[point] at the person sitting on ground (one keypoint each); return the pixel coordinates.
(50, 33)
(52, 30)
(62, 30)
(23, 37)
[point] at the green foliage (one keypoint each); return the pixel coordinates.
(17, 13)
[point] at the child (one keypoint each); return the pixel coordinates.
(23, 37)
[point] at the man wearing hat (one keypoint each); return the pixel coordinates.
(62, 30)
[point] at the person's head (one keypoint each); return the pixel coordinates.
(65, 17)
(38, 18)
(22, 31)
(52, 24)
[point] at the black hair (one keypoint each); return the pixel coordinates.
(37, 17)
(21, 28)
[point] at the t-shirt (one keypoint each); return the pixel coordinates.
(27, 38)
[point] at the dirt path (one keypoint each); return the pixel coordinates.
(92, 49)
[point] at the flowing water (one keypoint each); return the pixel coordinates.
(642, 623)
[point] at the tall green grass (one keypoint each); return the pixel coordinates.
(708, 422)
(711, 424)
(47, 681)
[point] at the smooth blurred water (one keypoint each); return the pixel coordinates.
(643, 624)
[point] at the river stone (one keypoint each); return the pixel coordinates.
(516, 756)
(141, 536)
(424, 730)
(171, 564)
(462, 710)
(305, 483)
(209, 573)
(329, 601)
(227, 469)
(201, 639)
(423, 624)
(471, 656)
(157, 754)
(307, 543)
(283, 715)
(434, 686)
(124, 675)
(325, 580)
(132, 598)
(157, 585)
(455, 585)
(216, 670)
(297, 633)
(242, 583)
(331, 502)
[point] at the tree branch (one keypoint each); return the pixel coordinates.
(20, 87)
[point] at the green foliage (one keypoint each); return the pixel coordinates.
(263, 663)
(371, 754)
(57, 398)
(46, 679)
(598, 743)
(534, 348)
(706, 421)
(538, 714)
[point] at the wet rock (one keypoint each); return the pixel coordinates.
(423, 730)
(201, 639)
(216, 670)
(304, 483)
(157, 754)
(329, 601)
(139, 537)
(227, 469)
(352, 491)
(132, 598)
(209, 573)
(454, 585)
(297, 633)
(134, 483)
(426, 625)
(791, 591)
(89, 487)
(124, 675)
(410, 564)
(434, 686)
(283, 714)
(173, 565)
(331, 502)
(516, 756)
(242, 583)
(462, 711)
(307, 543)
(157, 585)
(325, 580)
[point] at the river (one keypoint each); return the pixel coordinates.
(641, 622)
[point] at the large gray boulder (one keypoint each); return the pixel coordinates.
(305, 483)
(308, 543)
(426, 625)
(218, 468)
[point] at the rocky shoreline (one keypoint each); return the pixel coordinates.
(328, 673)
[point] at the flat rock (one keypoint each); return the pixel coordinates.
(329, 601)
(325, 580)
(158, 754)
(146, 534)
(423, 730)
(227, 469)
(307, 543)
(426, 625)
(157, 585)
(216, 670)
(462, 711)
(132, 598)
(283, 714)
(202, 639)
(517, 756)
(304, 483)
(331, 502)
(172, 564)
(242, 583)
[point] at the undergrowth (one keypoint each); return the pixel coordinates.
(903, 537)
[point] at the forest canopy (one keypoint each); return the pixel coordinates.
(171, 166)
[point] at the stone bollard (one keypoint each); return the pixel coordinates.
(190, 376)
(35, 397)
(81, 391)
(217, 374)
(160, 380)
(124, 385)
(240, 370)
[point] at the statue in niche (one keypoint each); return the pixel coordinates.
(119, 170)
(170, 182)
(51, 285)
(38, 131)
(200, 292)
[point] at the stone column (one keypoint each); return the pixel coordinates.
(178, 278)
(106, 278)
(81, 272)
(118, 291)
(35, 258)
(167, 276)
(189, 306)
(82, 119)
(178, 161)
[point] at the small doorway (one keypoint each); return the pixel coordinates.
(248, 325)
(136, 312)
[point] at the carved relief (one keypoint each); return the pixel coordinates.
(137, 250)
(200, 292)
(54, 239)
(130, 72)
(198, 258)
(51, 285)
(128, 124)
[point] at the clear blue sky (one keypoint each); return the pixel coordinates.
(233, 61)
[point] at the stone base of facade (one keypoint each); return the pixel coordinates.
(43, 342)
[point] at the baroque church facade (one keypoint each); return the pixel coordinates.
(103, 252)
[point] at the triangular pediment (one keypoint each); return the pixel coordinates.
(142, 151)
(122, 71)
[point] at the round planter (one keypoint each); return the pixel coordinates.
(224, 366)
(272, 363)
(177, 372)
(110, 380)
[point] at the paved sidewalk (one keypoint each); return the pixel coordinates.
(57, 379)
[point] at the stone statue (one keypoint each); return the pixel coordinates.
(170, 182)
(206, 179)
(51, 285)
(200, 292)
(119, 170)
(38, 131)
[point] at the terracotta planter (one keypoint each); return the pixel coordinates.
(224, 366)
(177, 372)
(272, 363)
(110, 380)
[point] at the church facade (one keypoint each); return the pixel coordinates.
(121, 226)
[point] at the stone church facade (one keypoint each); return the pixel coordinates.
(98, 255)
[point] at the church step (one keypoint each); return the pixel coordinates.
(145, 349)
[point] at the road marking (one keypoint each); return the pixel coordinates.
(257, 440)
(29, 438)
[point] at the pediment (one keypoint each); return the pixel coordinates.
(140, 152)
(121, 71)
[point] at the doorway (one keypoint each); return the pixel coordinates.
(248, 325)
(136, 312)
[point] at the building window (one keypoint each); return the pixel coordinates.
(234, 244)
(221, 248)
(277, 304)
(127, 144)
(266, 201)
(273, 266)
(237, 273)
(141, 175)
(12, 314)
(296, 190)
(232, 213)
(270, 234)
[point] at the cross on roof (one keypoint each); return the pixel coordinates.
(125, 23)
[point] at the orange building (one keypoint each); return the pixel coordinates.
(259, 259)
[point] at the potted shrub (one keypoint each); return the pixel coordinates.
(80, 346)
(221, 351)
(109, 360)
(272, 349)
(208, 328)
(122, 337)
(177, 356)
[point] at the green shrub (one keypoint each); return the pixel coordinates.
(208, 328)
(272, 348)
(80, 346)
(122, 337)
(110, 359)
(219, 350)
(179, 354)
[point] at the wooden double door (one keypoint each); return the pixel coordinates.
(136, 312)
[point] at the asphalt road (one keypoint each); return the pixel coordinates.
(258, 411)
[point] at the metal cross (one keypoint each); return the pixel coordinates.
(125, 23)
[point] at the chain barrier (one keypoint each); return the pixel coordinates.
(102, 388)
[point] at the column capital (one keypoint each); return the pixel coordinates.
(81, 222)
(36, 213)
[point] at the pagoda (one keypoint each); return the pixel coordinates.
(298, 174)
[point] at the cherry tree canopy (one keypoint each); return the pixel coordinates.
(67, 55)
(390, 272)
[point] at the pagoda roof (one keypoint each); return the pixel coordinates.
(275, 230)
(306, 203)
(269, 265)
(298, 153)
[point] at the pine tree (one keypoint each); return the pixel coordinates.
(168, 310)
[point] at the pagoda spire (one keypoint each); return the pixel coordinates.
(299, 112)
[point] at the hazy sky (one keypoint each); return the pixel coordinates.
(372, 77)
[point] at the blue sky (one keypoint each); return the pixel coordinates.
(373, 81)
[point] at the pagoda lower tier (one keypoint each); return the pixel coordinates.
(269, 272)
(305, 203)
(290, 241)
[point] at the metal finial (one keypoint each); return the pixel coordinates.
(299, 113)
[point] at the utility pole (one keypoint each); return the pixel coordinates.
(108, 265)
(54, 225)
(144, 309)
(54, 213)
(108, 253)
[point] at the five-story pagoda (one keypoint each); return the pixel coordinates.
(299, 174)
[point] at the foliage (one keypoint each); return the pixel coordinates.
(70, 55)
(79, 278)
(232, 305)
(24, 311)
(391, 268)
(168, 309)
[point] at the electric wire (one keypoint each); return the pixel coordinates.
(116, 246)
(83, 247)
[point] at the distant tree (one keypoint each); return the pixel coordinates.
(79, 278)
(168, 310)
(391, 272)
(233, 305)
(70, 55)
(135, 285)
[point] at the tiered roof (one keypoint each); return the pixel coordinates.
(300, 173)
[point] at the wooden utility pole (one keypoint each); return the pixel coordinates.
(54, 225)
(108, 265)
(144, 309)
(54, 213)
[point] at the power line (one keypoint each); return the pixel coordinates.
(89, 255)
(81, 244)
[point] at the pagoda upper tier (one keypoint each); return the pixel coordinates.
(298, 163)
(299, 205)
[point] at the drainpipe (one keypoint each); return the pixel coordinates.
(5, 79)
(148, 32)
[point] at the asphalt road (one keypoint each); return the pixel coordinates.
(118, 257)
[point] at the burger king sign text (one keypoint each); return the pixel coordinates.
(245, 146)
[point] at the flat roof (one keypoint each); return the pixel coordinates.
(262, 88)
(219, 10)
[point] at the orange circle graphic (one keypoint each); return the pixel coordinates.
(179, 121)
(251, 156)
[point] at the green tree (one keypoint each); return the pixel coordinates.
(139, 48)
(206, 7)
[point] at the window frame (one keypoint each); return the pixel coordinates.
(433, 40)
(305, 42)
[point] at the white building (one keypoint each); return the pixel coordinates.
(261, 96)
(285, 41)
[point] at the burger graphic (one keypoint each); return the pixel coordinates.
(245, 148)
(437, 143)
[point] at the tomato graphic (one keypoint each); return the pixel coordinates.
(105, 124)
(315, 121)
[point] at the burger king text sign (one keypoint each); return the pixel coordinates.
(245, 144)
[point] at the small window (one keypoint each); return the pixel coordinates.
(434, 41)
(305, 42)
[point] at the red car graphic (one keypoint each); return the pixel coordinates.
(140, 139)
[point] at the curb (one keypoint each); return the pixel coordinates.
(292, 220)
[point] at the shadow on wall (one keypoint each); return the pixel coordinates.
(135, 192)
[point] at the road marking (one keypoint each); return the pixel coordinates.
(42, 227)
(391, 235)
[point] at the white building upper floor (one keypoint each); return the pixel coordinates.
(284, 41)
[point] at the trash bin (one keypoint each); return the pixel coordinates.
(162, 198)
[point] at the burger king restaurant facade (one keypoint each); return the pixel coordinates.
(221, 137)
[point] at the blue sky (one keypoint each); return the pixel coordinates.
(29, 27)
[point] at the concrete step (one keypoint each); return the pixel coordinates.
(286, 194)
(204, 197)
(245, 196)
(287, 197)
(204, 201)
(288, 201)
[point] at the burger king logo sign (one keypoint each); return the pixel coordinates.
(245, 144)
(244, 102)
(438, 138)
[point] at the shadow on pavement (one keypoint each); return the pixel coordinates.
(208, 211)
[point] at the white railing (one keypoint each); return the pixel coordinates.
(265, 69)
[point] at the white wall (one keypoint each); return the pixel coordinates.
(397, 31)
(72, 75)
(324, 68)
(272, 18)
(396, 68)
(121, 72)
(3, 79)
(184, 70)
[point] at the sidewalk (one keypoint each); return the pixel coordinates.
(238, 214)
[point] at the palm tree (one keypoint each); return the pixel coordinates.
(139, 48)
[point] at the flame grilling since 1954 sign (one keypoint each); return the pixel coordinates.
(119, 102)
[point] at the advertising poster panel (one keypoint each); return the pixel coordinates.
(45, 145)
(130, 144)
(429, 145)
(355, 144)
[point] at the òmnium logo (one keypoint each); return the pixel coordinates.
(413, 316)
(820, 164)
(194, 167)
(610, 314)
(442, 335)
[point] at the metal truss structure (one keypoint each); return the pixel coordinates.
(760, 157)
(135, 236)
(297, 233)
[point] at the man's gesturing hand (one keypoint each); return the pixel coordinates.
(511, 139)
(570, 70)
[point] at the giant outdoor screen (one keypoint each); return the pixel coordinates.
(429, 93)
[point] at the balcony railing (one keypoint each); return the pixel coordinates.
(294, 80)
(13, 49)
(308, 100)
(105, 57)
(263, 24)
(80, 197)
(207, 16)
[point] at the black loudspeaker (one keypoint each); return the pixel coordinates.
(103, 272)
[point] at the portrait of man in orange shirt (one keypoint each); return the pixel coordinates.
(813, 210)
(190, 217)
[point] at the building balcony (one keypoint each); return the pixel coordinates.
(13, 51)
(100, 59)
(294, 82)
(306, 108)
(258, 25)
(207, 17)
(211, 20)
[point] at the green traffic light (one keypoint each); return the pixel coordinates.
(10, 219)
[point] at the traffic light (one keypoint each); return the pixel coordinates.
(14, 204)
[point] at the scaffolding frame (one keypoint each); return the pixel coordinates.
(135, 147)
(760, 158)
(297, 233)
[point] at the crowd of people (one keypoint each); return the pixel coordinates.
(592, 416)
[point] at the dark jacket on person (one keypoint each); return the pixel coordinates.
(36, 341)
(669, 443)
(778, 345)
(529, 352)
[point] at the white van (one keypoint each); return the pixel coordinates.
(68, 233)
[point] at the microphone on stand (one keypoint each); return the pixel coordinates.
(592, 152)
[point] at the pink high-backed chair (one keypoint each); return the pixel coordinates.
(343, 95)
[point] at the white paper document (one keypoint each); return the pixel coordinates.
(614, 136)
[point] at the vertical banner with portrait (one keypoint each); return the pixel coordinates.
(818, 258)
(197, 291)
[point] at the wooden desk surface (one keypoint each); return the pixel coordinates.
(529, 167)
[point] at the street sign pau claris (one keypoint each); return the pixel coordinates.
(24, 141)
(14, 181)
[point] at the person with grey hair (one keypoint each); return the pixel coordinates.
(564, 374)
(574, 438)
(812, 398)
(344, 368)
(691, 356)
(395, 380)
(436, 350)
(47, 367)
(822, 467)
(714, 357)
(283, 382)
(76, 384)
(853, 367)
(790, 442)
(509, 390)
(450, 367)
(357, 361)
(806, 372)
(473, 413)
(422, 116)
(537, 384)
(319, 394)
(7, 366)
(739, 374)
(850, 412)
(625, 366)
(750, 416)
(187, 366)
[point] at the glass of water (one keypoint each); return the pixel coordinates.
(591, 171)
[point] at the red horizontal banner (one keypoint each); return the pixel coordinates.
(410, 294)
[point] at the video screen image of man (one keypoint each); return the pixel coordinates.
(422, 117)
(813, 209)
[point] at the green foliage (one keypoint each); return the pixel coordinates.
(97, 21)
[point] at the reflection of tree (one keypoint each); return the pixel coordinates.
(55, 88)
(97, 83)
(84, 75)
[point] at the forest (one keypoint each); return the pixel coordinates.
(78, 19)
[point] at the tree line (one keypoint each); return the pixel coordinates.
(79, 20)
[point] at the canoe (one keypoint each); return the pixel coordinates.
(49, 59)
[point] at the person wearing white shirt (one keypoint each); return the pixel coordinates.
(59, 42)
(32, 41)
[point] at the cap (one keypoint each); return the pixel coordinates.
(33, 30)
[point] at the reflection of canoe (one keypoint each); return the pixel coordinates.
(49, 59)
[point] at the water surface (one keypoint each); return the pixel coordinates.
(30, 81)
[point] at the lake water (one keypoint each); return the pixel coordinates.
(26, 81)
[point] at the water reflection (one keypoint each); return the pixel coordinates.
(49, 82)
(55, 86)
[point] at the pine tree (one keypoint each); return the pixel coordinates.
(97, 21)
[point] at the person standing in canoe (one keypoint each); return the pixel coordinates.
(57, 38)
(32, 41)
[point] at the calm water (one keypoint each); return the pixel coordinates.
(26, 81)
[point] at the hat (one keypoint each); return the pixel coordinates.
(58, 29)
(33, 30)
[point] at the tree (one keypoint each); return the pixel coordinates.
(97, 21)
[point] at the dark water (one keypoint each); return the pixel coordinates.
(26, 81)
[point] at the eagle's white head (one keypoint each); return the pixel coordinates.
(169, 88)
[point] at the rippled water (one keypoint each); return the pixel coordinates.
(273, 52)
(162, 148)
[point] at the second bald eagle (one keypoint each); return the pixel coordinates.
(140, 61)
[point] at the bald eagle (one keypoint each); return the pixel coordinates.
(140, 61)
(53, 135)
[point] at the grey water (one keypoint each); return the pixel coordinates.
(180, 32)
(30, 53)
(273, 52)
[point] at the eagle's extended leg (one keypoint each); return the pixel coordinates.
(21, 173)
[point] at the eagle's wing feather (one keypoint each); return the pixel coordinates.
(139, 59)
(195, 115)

- TASK INSTRUCTIONS -
Reproduce verbatim the rows running from the line containing "[point] at the bald" through the end of the rows, both ends included.

- OUTPUT -
[point] at the bald eagle (one keypoint each); return the pixel coordinates.
(140, 61)
(53, 135)
[point] at the grey water (one keypoint each); return the pixel coordinates.
(180, 32)
(30, 53)
(273, 52)
[point] at the eagle's extended leg (one keypoint each); return the pixel coordinates.
(21, 173)
[point] at the eagle's wing feather (one keypoint each); return the pixel coordinates.
(139, 59)
(195, 115)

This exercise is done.